→ Problem requirements
Collect every line below that contains the string "suit", treating uppercase and lowercase letters as distinct.
-- begin Information provided --
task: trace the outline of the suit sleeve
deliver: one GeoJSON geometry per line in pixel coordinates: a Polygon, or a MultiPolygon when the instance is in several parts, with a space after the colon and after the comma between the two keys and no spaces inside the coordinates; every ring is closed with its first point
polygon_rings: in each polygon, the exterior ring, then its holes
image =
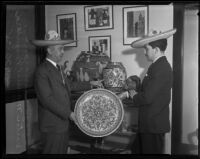
{"type": "Polygon", "coordinates": [[[61,106],[59,101],[57,101],[53,96],[48,75],[45,74],[45,71],[42,72],[39,70],[36,72],[35,76],[35,89],[39,101],[46,109],[58,117],[67,120],[71,112],[70,110],[67,110],[65,107],[61,106]]]}
{"type": "Polygon", "coordinates": [[[151,104],[156,100],[159,93],[163,93],[164,89],[171,89],[170,86],[171,74],[168,70],[157,69],[150,79],[147,79],[145,87],[141,92],[133,97],[133,102],[136,106],[144,106],[151,104]]]}

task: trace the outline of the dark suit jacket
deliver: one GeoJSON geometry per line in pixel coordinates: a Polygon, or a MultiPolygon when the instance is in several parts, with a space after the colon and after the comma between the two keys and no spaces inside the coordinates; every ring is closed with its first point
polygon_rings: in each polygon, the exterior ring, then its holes
{"type": "MultiPolygon", "coordinates": [[[[38,118],[42,132],[64,132],[68,130],[71,113],[70,91],[80,88],[78,83],[65,80],[58,69],[45,60],[35,72],[35,91],[38,98],[38,118]]],[[[89,82],[84,84],[90,88],[89,82]]]]}
{"type": "Polygon", "coordinates": [[[170,131],[169,103],[172,69],[165,56],[153,63],[143,79],[142,89],[133,97],[139,106],[139,131],[165,133],[170,131]]]}

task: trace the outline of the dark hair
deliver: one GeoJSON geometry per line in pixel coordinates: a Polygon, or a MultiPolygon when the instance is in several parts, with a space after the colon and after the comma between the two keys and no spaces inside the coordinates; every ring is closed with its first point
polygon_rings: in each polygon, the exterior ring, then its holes
{"type": "Polygon", "coordinates": [[[158,47],[161,51],[165,51],[167,48],[167,39],[160,39],[153,42],[150,42],[149,45],[154,49],[158,47]]]}

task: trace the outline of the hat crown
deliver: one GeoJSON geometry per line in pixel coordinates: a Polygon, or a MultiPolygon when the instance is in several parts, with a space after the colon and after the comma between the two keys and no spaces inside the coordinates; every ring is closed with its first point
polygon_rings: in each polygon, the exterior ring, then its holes
{"type": "Polygon", "coordinates": [[[158,31],[158,30],[154,30],[154,29],[151,29],[148,33],[148,36],[153,36],[153,35],[157,35],[157,34],[160,34],[162,33],[162,31],[158,31]]]}
{"type": "Polygon", "coordinates": [[[45,34],[45,40],[60,40],[60,35],[56,31],[50,30],[45,34]]]}

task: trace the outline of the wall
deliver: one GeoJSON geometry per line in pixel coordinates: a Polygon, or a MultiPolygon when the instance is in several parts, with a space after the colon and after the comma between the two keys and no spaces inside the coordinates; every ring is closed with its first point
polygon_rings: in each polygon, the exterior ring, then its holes
{"type": "MultiPolygon", "coordinates": [[[[134,5],[131,5],[134,6],[134,5]]],[[[112,61],[120,61],[126,68],[127,75],[138,75],[142,79],[146,74],[149,62],[146,61],[143,49],[133,49],[130,46],[123,45],[123,8],[130,5],[113,5],[114,29],[85,31],[84,28],[84,6],[83,5],[46,5],[46,30],[57,30],[56,15],[76,13],[77,14],[77,39],[78,46],[68,48],[64,60],[69,60],[69,69],[77,55],[81,51],[89,50],[89,36],[111,35],[111,56],[112,61]],[[141,52],[141,53],[138,53],[141,52]]],[[[135,7],[135,6],[134,6],[135,7]]],[[[161,31],[173,28],[173,5],[150,5],[149,6],[149,29],[158,29],[161,31]]],[[[168,39],[166,56],[172,65],[173,38],[168,39]]],[[[170,104],[171,108],[171,104],[170,104]]],[[[171,134],[166,136],[166,153],[171,153],[171,134]]]]}
{"type": "MultiPolygon", "coordinates": [[[[182,143],[198,145],[198,10],[186,10],[183,46],[182,143]]],[[[185,152],[183,152],[185,153],[185,152]]]]}

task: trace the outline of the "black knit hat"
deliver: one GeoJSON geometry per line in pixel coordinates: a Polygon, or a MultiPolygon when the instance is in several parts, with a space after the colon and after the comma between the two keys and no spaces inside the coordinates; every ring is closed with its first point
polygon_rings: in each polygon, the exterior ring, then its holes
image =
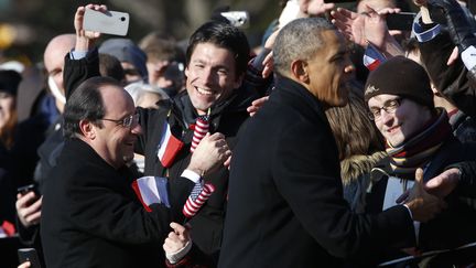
-- end Information provided --
→ Full answer
task: trace the outline of the suit sleeve
task: trace the outline of the dark suit jacket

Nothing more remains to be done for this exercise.